(To be done) Count how many lines of the listing below contain the string "ground", treating uppercase and lowercase as different. Reply with the number alone.

-- BEGIN Input material --

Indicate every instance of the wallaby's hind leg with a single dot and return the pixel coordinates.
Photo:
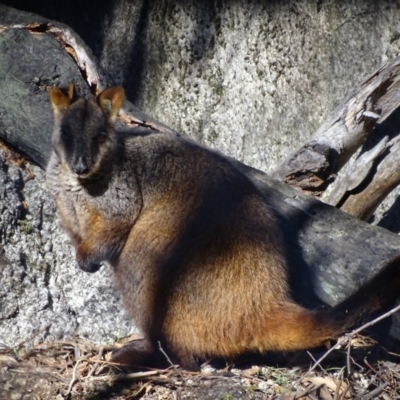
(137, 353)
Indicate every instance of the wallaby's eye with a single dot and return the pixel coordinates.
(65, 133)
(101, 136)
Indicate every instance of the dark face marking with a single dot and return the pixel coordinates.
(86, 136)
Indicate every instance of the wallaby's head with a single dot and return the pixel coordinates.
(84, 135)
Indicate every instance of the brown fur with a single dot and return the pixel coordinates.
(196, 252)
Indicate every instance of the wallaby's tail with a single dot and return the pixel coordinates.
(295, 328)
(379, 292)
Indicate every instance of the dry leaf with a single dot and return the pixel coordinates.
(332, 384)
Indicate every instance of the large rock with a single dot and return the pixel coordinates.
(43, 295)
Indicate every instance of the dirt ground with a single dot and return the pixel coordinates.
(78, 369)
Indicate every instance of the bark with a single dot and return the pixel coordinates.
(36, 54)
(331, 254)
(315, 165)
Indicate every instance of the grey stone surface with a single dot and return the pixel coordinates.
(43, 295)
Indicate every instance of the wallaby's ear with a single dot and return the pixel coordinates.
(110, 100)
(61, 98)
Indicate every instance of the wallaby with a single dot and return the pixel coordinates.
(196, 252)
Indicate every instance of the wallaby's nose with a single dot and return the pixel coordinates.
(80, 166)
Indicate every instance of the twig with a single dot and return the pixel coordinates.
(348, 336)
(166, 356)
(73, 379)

-- END Input material --
-- BEGIN Input material --

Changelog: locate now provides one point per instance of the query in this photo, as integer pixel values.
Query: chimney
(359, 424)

-- END Input material --

(In response) 1